◆ Stated task ◆
Return, word for word, the lines from the line with "of the grassy" to the line with "[(55, 374), (573, 122), (277, 185)]", including both of those lines.

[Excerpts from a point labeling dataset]
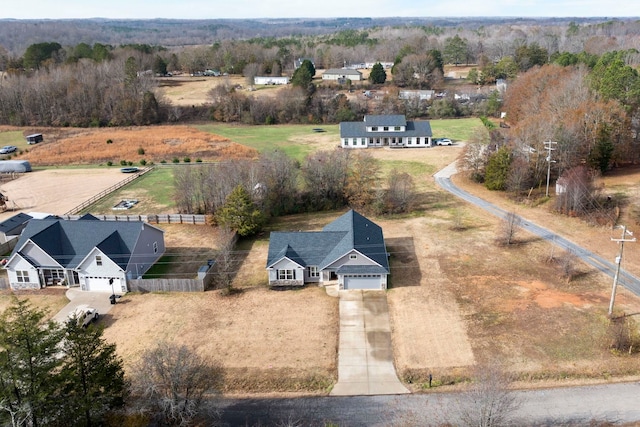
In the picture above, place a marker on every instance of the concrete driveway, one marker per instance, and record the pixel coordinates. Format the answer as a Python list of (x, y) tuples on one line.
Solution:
[(365, 354), (98, 300)]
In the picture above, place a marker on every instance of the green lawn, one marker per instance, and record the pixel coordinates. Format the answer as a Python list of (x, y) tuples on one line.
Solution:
[(455, 129), (295, 140), (155, 188)]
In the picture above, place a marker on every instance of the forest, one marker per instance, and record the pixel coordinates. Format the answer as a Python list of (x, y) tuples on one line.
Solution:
[(572, 82)]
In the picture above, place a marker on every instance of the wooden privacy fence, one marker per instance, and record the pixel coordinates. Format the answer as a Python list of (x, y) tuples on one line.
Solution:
[(152, 219), (108, 191), (166, 285)]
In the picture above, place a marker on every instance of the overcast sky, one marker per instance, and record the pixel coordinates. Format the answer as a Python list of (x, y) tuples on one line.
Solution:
[(213, 9)]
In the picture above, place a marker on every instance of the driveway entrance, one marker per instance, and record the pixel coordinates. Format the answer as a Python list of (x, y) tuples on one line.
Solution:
[(365, 354)]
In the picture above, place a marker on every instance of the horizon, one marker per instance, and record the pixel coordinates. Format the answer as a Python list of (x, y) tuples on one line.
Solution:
[(331, 9)]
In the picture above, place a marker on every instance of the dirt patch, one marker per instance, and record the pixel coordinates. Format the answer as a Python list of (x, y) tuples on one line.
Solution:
[(56, 191), (186, 90), (65, 146)]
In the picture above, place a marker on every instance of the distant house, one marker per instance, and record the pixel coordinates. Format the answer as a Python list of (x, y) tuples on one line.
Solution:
[(349, 250), (342, 73), (422, 95), (95, 255), (34, 138), (270, 80), (298, 62), (385, 131)]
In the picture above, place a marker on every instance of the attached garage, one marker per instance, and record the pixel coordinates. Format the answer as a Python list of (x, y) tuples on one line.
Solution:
[(101, 284), (363, 281)]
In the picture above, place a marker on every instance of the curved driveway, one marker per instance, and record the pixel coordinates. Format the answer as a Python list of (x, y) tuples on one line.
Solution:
[(443, 179)]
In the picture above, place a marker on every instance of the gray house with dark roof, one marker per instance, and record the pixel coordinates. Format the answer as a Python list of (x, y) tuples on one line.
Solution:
[(12, 227), (92, 254), (350, 249), (385, 131)]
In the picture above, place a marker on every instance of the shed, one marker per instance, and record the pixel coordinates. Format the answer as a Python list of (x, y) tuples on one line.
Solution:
[(9, 166), (34, 138)]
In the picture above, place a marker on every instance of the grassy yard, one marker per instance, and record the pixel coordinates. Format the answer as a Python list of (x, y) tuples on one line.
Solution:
[(455, 129), (297, 141), (154, 192)]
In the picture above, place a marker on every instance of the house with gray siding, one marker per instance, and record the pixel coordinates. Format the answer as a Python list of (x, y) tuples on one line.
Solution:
[(92, 254), (385, 131), (349, 250)]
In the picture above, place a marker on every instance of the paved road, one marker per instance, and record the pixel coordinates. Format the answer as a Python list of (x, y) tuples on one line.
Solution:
[(573, 406), (632, 283)]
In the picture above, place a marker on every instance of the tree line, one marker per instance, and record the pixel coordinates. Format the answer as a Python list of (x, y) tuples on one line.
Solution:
[(55, 374), (573, 122), (277, 185)]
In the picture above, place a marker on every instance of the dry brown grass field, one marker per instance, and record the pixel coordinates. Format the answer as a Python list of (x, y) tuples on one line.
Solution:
[(152, 143), (456, 298)]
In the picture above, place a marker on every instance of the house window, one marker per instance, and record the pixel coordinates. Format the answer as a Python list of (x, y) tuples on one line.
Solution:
[(312, 271), (286, 275), (22, 276)]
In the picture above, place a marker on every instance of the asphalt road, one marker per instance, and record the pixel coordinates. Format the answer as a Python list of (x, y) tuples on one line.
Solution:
[(571, 406), (632, 283)]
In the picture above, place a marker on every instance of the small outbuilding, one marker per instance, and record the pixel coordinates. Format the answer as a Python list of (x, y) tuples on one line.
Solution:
[(34, 138), (14, 166)]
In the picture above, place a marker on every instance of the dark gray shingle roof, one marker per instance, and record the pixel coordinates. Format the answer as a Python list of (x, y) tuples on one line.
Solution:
[(321, 248), (359, 130), (69, 242), (14, 222)]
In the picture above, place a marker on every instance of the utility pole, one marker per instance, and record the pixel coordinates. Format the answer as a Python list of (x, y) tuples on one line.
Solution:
[(548, 145), (621, 240)]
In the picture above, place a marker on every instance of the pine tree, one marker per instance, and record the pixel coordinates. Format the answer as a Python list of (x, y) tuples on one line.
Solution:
[(29, 365), (94, 376)]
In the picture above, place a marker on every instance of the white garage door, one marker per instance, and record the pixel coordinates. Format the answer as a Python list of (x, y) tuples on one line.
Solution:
[(362, 281), (99, 284)]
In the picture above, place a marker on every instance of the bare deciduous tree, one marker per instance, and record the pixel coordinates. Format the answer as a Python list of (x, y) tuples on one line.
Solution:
[(509, 227), (172, 380), (489, 402)]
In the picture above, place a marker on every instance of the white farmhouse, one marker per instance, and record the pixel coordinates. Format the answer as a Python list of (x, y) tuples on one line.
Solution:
[(270, 80), (385, 131)]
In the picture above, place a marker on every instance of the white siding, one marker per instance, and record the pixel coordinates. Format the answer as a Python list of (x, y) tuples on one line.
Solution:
[(20, 264)]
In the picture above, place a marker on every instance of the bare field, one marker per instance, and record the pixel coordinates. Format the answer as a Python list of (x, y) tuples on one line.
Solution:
[(266, 340), (56, 191), (149, 143), (186, 90)]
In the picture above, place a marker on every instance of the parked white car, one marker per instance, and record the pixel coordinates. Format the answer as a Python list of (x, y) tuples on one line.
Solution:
[(84, 315)]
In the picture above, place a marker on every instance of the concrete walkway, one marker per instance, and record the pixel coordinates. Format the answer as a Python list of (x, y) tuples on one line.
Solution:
[(365, 354), (98, 300)]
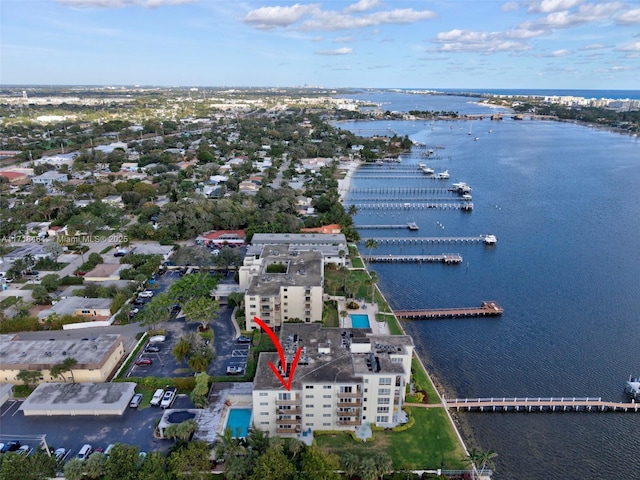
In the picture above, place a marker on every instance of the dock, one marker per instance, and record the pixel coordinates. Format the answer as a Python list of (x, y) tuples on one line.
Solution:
[(539, 404), (486, 309), (447, 258)]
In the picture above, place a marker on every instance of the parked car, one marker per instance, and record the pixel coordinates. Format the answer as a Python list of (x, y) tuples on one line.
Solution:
[(234, 370), (11, 446), (136, 400), (84, 452), (169, 397), (157, 397), (60, 453)]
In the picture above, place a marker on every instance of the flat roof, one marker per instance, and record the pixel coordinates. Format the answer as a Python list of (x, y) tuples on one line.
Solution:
[(79, 399), (18, 354)]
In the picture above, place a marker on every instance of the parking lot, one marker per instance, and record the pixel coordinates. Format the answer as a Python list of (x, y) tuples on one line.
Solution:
[(134, 427)]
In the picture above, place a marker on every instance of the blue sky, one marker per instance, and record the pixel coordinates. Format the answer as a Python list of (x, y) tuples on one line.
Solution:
[(361, 43)]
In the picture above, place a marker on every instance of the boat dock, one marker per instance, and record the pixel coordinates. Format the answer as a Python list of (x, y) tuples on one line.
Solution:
[(423, 240), (539, 404), (420, 206), (448, 258), (486, 309)]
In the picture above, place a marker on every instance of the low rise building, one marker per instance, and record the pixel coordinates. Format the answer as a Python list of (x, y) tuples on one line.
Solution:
[(282, 285), (345, 379), (95, 359)]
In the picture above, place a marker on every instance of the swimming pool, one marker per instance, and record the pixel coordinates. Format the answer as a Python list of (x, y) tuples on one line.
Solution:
[(238, 421), (359, 320)]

◆ Solution ◆
In the picture above, place a marker on every instance of the grassy yard, one marker per instance, and record the pixel coordinates. Format the answer as a Python list of (x, y) tuples on one line.
Solution:
[(455, 129), (297, 141), (154, 192)]
In the picture above, place a marker on every instance of the house with gray siding, one marker per instance, and record the pixel coordinates. Format the answer as a Python list of (x, y) tuples on one line.
Solution:
[(92, 254), (385, 131), (349, 250)]
In the picture above, place a marker on every instance of the paved road, one marker per instance, and record the pixel coordinates. Format the answer as a Python list of (x, y) tuples on one line.
Solution:
[(573, 406), (632, 283)]
In the picture above, place a marker on every instance of the tree line, one marker per instance, and record the pixel coordinates. Format the answer as a Python list of (x, y) tuples on one line.
Solution:
[(55, 374), (573, 122), (277, 185)]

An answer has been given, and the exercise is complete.